▶ [DATASET EXTRACT]
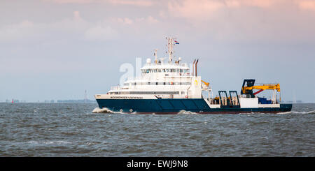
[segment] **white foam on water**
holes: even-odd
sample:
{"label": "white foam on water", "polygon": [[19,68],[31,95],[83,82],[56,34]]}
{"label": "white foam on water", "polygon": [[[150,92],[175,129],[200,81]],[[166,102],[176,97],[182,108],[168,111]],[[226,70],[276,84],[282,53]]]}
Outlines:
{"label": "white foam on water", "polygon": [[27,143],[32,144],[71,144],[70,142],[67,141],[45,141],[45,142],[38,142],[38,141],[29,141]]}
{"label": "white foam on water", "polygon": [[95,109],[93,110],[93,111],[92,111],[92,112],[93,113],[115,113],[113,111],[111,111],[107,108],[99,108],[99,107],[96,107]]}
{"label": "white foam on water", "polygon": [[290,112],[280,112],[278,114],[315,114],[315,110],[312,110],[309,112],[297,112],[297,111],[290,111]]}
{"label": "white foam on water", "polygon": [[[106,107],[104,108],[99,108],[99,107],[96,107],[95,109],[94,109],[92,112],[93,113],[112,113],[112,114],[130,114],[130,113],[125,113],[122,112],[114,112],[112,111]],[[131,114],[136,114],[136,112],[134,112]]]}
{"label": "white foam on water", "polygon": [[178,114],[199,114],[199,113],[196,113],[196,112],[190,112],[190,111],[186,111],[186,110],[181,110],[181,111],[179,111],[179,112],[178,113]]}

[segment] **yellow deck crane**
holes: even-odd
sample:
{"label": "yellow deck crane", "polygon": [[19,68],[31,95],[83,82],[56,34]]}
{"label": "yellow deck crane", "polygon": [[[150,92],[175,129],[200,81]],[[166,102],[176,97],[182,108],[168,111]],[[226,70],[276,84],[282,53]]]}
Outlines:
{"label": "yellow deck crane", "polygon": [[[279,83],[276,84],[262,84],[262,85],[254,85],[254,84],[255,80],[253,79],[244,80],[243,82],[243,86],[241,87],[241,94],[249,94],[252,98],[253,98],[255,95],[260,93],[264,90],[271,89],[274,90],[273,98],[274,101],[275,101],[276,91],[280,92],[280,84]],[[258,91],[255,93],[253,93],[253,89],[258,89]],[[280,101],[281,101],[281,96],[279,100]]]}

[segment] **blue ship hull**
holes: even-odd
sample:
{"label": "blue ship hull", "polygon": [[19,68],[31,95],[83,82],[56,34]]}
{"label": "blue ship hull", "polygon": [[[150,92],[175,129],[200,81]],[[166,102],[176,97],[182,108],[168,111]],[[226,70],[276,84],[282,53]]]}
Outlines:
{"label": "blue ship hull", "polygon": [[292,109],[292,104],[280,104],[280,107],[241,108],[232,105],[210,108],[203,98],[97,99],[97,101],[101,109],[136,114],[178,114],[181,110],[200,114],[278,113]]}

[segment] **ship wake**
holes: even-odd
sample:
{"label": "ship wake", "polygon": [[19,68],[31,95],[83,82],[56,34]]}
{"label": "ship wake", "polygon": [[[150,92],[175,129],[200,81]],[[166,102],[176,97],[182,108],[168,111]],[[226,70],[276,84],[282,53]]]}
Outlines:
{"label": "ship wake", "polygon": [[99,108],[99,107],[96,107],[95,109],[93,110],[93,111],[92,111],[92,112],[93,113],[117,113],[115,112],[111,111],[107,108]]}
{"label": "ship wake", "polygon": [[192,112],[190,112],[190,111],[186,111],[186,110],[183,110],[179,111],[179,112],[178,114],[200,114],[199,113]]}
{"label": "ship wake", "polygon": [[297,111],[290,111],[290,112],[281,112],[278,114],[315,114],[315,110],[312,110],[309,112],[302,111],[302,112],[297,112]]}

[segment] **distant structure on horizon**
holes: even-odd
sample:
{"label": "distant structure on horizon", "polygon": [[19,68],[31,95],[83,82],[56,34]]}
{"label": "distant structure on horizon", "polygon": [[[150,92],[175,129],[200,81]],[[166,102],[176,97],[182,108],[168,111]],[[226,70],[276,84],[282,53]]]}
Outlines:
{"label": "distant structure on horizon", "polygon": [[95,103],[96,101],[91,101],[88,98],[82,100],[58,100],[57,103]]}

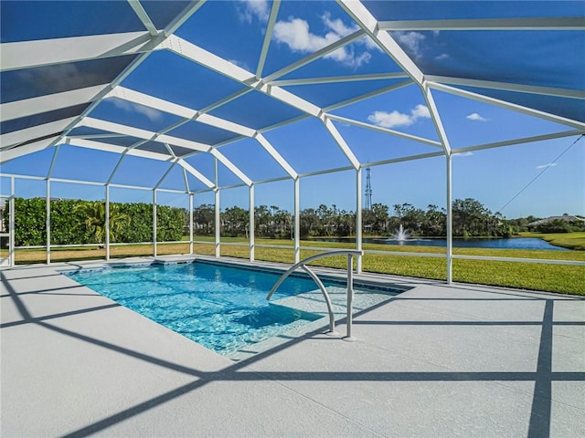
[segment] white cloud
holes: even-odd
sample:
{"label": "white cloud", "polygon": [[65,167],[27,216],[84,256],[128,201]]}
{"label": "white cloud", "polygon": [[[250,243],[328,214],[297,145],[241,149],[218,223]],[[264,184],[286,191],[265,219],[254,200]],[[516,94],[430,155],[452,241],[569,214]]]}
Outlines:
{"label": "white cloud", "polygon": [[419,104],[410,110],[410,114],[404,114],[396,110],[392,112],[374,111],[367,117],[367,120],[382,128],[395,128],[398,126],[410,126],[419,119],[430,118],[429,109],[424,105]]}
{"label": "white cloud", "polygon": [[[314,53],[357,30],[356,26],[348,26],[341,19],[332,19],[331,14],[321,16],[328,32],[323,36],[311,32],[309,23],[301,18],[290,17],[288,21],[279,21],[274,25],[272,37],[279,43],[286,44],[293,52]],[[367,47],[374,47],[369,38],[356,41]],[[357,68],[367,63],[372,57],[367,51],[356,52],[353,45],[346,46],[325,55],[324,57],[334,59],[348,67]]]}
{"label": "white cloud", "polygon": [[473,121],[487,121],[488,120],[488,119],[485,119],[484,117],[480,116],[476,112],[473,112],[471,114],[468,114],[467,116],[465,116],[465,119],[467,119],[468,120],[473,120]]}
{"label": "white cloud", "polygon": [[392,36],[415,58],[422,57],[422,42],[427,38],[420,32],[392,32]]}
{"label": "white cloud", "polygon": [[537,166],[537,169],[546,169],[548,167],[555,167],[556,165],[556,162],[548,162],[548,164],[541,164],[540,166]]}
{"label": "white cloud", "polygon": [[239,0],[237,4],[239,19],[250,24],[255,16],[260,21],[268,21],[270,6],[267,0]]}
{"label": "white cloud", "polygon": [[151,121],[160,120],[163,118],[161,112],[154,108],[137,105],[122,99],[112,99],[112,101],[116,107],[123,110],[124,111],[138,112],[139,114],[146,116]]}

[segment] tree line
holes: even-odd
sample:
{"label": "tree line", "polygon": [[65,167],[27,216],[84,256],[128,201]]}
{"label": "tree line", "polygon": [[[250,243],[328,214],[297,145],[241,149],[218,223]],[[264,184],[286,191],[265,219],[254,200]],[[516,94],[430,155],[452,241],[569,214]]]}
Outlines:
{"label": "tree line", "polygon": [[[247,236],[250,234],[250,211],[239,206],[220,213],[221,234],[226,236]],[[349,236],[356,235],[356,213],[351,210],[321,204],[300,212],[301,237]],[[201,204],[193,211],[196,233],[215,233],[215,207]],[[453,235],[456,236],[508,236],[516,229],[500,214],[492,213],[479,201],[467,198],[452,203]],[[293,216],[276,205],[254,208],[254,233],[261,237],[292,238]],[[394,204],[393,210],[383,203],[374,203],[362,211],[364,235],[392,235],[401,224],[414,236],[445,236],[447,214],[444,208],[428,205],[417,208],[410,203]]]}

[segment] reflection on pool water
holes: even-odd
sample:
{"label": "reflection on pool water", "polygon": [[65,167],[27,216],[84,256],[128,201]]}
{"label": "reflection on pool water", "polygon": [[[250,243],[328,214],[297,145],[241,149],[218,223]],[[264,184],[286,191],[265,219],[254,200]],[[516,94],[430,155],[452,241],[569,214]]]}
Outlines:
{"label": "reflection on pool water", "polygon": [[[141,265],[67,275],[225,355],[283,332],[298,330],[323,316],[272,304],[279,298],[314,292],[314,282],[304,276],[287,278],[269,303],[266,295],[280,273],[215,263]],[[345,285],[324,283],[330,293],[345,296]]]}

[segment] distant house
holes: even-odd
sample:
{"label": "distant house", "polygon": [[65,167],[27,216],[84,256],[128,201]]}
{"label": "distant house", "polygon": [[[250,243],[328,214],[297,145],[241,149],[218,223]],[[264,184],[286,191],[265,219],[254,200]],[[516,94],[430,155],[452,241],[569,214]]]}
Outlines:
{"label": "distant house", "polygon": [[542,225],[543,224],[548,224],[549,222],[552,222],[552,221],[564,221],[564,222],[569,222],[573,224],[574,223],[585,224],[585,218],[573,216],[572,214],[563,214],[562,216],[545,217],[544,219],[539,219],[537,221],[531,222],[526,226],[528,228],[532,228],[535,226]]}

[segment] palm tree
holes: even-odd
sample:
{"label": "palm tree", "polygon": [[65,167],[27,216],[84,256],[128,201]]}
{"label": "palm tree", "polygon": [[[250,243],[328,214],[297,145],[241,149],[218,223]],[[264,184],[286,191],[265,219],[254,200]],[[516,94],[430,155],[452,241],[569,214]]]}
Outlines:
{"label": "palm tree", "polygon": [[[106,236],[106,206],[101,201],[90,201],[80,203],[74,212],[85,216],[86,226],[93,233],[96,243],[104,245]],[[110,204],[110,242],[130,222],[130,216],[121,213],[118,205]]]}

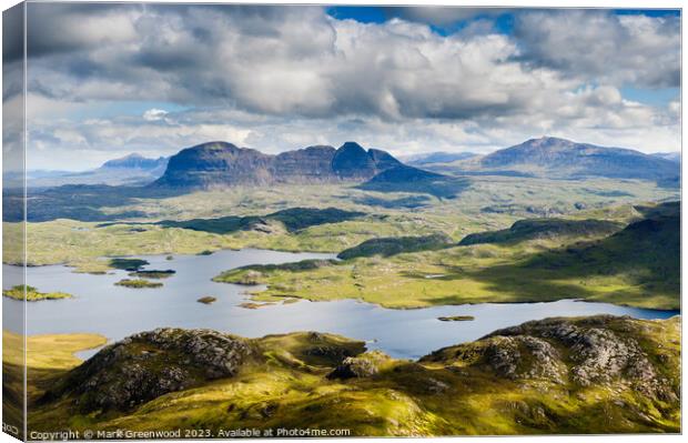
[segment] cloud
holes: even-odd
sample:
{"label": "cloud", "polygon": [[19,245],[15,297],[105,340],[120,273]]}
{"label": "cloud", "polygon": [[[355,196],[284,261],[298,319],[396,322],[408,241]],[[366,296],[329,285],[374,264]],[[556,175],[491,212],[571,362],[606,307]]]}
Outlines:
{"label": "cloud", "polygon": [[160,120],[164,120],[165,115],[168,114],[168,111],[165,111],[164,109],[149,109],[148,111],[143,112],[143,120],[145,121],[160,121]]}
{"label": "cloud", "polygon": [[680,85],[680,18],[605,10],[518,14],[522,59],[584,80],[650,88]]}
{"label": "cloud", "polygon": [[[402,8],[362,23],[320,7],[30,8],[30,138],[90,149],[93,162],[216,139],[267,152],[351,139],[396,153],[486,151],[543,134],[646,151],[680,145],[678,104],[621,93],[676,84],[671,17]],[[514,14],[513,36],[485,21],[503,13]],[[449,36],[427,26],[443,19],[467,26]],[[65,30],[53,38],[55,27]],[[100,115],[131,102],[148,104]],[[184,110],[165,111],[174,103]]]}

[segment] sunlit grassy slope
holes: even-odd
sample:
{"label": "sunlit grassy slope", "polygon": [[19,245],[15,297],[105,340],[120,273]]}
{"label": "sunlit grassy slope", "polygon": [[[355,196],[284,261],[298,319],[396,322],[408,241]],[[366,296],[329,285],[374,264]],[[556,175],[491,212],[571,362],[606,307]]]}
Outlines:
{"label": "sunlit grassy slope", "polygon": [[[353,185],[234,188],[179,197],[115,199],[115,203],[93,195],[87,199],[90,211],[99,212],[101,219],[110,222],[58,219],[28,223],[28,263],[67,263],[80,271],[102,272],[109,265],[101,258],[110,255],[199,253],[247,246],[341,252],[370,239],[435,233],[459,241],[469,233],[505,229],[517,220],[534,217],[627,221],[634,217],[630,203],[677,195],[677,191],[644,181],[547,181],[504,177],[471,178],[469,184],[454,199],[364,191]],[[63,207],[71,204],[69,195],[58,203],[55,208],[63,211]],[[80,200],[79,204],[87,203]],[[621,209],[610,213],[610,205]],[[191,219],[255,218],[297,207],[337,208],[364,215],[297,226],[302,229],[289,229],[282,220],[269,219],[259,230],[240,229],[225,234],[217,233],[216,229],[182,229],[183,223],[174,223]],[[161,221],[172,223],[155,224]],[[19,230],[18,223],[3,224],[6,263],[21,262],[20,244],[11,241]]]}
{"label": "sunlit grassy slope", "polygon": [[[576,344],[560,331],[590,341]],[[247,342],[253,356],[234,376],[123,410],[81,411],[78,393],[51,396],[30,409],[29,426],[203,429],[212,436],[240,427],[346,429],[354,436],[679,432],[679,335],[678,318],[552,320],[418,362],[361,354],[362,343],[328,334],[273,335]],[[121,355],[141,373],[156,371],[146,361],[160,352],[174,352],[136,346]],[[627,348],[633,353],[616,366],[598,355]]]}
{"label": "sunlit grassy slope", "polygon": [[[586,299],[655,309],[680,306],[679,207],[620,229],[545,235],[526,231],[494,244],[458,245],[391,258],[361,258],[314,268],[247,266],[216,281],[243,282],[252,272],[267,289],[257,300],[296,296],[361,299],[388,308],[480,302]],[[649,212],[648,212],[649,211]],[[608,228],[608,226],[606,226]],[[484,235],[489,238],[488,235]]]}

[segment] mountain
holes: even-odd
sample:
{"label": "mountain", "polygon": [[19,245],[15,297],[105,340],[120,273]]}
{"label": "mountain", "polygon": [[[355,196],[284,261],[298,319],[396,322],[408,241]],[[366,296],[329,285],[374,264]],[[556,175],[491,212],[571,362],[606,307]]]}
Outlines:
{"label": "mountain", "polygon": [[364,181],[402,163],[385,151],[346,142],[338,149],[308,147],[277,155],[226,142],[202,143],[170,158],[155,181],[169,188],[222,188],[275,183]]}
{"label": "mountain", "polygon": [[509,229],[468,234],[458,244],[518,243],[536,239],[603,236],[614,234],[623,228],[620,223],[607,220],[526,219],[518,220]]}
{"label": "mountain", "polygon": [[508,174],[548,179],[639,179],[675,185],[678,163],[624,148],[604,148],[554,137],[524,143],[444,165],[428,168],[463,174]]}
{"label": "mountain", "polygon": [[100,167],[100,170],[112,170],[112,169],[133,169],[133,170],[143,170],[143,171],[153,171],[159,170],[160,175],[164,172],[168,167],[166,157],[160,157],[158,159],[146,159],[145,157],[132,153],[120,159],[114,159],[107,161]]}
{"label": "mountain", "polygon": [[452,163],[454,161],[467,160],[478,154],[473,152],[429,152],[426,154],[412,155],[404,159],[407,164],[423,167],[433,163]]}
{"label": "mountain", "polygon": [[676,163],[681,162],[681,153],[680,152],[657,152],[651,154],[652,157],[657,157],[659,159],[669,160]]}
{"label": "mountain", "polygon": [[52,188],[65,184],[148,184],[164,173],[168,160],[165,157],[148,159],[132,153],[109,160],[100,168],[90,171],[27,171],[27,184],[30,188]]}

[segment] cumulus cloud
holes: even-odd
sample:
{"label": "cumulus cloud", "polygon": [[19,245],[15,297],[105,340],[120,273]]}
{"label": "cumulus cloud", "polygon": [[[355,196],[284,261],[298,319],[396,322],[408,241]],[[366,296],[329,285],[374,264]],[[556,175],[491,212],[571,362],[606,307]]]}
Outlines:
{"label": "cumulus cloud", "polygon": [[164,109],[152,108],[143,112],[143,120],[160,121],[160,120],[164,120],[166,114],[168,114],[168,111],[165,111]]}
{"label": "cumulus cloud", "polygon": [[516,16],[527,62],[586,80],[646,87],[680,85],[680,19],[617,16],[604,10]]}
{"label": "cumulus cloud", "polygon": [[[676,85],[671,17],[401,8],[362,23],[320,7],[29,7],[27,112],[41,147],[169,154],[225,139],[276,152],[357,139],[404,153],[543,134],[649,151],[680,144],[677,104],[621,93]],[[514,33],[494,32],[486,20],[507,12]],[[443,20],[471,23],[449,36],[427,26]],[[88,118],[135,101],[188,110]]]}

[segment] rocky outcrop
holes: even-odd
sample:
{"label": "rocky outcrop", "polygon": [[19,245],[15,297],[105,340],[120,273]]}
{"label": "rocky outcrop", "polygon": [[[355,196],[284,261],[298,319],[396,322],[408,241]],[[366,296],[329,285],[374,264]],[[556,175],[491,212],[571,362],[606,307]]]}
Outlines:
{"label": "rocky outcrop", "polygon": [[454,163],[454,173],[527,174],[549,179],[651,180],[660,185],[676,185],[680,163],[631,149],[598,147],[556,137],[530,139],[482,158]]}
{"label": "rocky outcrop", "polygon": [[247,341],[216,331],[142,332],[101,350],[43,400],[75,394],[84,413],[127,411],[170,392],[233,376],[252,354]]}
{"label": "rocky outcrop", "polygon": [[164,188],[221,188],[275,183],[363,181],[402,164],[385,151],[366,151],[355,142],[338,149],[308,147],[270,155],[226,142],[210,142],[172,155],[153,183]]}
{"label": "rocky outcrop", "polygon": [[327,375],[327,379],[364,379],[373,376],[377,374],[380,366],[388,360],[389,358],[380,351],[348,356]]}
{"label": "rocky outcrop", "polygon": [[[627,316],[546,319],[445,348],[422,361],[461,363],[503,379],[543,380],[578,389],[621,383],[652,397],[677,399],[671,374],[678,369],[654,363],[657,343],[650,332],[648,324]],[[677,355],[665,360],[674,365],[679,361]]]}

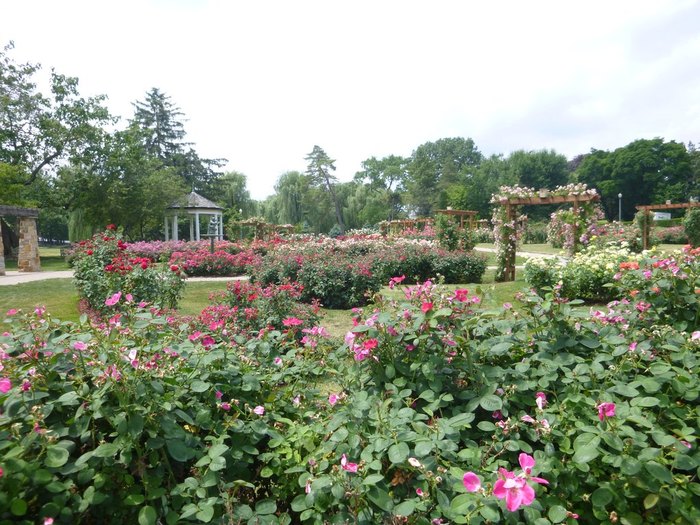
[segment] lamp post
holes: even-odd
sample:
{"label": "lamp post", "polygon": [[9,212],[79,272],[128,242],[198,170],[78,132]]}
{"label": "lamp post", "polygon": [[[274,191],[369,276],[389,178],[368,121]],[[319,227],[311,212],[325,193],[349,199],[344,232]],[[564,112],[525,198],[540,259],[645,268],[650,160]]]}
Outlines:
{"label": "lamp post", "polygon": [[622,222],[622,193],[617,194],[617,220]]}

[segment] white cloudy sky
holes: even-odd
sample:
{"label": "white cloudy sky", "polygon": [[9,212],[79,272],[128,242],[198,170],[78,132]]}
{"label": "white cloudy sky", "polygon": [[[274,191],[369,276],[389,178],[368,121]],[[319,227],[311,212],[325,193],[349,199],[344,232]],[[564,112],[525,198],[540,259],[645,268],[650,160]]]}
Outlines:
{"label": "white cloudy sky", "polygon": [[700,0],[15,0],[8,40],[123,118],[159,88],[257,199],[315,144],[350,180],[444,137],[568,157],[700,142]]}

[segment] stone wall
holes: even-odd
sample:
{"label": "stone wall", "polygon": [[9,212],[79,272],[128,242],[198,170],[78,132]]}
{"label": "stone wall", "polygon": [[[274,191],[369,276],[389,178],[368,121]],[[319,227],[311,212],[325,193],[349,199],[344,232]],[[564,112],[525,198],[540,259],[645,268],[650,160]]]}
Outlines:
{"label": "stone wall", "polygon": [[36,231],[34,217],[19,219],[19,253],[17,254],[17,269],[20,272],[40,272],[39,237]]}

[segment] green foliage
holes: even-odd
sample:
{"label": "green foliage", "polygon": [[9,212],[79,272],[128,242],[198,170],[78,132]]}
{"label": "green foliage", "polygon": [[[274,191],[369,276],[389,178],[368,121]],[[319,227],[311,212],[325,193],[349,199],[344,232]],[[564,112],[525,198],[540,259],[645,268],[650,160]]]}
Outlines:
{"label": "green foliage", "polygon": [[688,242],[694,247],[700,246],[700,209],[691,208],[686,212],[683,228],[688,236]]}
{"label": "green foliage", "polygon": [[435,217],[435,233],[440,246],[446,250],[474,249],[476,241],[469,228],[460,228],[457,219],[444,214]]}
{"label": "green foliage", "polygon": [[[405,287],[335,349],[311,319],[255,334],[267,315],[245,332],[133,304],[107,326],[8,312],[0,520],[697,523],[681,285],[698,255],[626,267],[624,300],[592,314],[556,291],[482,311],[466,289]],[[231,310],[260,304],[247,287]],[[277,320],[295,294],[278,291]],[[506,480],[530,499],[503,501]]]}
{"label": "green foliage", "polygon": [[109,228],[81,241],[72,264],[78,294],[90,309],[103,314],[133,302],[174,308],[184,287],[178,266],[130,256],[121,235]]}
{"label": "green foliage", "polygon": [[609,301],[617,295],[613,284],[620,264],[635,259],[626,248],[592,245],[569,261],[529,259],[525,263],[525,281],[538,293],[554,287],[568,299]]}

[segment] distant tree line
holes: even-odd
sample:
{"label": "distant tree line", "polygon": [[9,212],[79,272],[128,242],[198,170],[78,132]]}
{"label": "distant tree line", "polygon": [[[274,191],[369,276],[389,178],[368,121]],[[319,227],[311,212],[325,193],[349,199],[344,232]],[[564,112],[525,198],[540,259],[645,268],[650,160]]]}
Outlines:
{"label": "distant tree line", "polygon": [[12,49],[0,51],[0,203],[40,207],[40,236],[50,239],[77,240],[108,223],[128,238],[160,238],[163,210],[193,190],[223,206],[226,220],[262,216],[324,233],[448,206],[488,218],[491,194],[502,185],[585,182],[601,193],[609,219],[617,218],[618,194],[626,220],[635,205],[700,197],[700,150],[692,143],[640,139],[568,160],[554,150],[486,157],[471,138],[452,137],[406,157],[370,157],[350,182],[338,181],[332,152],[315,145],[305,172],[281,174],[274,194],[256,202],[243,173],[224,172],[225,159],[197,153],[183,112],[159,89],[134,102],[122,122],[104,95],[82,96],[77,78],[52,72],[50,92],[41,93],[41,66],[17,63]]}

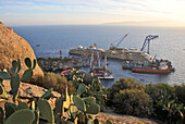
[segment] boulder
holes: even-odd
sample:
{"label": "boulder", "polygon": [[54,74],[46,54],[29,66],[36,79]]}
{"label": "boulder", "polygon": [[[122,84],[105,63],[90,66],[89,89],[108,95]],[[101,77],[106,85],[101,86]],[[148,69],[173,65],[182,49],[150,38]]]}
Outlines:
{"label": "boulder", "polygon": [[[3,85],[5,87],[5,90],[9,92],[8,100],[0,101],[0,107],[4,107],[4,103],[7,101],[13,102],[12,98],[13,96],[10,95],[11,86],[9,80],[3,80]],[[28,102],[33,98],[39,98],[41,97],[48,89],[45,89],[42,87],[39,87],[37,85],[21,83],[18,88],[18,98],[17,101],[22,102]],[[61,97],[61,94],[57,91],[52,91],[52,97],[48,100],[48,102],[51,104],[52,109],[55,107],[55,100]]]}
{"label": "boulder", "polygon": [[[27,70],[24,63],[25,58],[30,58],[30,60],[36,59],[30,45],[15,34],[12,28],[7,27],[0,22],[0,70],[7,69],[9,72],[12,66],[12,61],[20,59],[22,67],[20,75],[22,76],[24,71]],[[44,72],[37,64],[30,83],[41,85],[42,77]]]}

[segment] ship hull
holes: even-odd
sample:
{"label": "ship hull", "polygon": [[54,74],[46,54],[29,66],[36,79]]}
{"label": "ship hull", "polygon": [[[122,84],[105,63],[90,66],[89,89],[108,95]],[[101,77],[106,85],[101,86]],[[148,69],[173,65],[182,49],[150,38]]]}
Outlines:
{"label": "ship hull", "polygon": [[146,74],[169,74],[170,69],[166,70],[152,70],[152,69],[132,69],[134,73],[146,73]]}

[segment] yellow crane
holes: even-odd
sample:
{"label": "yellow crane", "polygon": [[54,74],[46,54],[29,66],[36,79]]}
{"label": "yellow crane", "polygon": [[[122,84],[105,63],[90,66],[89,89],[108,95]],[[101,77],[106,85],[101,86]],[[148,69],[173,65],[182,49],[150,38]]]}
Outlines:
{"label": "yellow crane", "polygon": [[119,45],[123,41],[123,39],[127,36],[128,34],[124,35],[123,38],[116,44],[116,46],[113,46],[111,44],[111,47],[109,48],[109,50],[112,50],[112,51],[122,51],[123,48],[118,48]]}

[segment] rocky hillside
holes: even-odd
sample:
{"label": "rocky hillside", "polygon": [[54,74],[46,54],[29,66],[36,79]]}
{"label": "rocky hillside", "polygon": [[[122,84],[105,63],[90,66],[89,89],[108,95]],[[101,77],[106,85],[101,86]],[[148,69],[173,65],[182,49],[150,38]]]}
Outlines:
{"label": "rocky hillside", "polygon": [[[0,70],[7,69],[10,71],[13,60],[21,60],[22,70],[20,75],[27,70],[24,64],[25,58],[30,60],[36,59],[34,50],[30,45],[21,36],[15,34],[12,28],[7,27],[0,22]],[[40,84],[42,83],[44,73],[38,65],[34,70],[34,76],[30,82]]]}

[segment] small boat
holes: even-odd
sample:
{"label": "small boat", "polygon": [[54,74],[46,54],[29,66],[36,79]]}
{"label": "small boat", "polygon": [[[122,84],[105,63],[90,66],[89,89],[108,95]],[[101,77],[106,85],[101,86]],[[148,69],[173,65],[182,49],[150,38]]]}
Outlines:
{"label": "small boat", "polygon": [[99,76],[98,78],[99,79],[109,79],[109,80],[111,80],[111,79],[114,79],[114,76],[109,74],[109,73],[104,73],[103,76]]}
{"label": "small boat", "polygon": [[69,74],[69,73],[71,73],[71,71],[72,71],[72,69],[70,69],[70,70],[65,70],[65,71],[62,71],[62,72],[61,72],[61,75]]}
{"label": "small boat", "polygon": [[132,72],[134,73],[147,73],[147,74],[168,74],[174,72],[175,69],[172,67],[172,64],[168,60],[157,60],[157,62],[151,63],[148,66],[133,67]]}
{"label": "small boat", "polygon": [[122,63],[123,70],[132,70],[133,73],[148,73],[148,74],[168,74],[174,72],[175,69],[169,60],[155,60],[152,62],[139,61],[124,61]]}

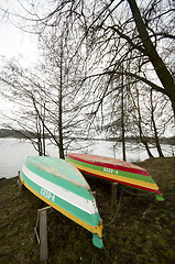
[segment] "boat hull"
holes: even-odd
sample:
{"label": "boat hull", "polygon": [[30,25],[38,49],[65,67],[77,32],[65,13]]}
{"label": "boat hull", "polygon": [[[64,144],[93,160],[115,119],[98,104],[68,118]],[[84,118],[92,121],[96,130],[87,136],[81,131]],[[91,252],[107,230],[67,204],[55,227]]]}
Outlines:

▶ [TASK PROMPT] Copy out the lines of the data without any change, beginning with the line that contains "[segment] small boat" and continuing through the last line of the data, with both of those lines included. Leave the pictures out of the copy.

▶ [EXERCISE RESULT]
[segment] small boat
holes: even-odd
sample:
{"label": "small boat", "polygon": [[54,74],[46,54],[29,66],[36,79]]}
{"label": "small boat", "polygon": [[[122,84],[105,63],[90,66],[89,89],[108,95]],[[101,77],[106,85],[101,86]],[[148,69],[173,65],[182,49],[150,38]]]}
Outlines:
{"label": "small boat", "polygon": [[99,76],[98,78],[99,79],[109,79],[109,80],[111,80],[111,79],[114,79],[114,76],[109,74],[109,73],[104,73],[103,76]]}
{"label": "small boat", "polygon": [[69,74],[69,73],[71,73],[71,71],[72,71],[72,69],[70,69],[70,70],[65,70],[65,71],[62,71],[62,72],[61,72],[61,75]]}
{"label": "small boat", "polygon": [[132,72],[134,73],[147,73],[147,74],[168,74],[174,72],[175,69],[172,67],[172,64],[168,60],[157,60],[157,62],[151,63],[148,66],[133,67]]}
{"label": "small boat", "polygon": [[122,63],[123,70],[132,70],[133,73],[148,73],[148,74],[168,74],[174,72],[175,69],[169,60],[155,60],[152,62],[139,61],[124,61]]}

[segment] "boat hull"
holes: even-odd
sample:
{"label": "boat hull", "polygon": [[30,25],[38,49],[65,67],[77,32],[65,13]]}
{"label": "boat hull", "polygon": [[[64,144],[93,160],[115,119],[98,104],[68,118]],[[84,118],[92,121],[96,130],[87,136],[81,131]],[[91,252],[107,230],[67,204],[55,227]]]}
Outlines:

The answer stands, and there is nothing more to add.